# Data shown
━━━

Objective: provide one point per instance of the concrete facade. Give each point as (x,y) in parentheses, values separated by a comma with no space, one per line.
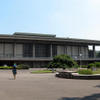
(38,49)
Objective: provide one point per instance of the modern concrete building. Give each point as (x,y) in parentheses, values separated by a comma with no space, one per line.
(38,49)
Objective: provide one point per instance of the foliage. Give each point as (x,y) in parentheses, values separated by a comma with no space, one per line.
(97,64)
(62,61)
(85,71)
(91,65)
(41,71)
(84,66)
(96,72)
(5,67)
(22,66)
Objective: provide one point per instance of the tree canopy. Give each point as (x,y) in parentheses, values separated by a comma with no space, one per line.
(62,61)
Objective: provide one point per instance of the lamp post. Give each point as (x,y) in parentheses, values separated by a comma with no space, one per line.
(80,59)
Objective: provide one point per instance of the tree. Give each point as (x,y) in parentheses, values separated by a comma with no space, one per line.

━━━

Copy each record exactly. Leave any images out of the copy.

# Output below
Objective: provide one point per instance of the concrete facade. Give each point as (x,y) in parentheses, values separated by a comma with no space, one per line.
(38,49)
Objective: provide one point per instance of the modern concrete building. Give each point as (x,y) in parentheses, values separated by a comma with no space, one per line.
(38,49)
Objective: provide one point per instance of the foliage. Give each point as (x,y) in parentheses, values separated by a comma with no space, one per line.
(97,64)
(62,61)
(85,71)
(91,65)
(41,71)
(84,66)
(96,72)
(5,67)
(22,66)
Objective: provide one point per instance of the tree canopy. Give each point as (x,y) in parentheses, values separated by a comma with no space, one per line.
(62,61)
Objective: provide one point per instance of the lamp post. Give each point as (x,y) in parentheses, values separated by a comma with no space, one per line.
(80,59)
Objective: provide one point per instance of the tree. Give each point as (x,y) in parentheses, values separated by a comma with no space, one per line.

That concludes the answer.